TASK PROMPT:
Return the records exactly, from the first line through the "the house roof" line.

+ + + +

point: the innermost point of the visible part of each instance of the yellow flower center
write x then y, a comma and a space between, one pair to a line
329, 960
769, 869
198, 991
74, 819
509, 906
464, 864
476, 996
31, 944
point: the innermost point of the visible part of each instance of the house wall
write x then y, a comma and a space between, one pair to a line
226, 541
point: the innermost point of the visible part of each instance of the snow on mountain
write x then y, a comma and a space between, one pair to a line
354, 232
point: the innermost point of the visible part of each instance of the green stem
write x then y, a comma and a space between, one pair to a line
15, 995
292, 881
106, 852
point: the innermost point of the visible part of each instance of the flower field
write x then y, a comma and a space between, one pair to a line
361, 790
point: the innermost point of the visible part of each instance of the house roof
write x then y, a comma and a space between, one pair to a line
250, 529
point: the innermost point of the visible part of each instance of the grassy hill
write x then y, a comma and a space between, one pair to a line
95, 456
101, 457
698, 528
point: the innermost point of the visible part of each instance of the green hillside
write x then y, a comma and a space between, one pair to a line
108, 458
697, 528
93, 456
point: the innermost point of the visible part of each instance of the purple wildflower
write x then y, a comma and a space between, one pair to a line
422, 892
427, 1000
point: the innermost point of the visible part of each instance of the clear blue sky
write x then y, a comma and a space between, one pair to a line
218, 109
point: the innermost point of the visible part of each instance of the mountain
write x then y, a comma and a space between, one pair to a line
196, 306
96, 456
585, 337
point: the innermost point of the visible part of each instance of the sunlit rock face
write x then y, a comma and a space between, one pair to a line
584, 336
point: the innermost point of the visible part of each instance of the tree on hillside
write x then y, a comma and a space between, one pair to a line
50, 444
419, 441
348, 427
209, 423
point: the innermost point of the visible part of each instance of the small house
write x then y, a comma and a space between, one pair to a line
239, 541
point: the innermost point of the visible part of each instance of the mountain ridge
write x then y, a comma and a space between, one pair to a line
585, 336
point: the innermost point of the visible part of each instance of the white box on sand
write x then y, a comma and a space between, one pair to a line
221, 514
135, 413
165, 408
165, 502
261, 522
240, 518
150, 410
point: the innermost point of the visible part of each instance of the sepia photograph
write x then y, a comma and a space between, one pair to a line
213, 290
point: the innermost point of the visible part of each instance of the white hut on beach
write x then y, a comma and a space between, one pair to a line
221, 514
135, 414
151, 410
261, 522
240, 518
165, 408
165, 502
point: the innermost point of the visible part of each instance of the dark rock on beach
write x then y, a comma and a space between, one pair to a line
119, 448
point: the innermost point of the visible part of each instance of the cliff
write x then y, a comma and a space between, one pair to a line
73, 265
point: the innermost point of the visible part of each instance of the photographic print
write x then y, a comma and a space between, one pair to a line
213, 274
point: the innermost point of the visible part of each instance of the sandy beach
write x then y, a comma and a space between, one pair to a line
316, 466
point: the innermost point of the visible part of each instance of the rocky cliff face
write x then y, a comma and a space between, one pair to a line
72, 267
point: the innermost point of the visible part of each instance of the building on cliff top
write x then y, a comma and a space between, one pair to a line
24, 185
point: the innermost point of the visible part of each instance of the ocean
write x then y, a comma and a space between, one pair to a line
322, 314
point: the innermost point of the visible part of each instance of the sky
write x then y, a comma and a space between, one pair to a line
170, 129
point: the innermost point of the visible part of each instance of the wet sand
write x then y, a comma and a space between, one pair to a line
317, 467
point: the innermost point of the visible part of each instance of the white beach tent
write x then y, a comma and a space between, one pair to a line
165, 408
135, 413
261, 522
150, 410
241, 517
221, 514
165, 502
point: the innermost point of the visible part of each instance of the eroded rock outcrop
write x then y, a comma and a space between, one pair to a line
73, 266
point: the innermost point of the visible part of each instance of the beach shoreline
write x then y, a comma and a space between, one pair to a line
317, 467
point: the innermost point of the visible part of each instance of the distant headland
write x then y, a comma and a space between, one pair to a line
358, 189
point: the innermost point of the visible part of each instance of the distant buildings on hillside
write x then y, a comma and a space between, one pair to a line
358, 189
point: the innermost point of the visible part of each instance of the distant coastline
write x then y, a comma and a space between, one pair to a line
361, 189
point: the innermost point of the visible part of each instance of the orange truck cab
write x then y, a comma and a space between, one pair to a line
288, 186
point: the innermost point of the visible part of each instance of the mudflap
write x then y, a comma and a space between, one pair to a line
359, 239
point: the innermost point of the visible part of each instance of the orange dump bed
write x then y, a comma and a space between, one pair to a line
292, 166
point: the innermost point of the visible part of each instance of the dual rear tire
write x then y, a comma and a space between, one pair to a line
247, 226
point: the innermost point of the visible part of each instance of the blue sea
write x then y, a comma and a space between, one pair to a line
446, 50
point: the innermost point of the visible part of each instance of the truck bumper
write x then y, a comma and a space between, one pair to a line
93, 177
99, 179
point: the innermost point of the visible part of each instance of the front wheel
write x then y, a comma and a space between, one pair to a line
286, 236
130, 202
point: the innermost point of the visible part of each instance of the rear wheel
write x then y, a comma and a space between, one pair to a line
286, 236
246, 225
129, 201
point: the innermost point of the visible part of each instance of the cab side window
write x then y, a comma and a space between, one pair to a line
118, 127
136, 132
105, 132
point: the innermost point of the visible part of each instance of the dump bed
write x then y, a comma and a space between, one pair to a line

+ + + +

RESPONSE TO THE EXERCISE:
point: the innermost point of the visible part of each instance of the yellow flower center
write x then y, a comma and a space between, one pair to a line
329, 960
769, 869
198, 991
74, 819
509, 906
464, 864
476, 996
31, 944
point: the innermost point of the visible part of each instance of the house wall
write x then y, a comma and a space between, one pair to a line
226, 541
point: the innermost point of the visible part of each instance of the snow on mountain
write x then y, a comma and a space between, one pair to a line
354, 232
point: the innermost point of the visible part of each instance of the green stem
write x then y, a comma and a space between, one pair to a line
15, 995
292, 881
106, 852
point: the innermost point of the visible part of each instance of the flower field
write x then y, a comma and a space between, one pair to a line
361, 790
point: the innermost point of the visible part of each instance of the house roof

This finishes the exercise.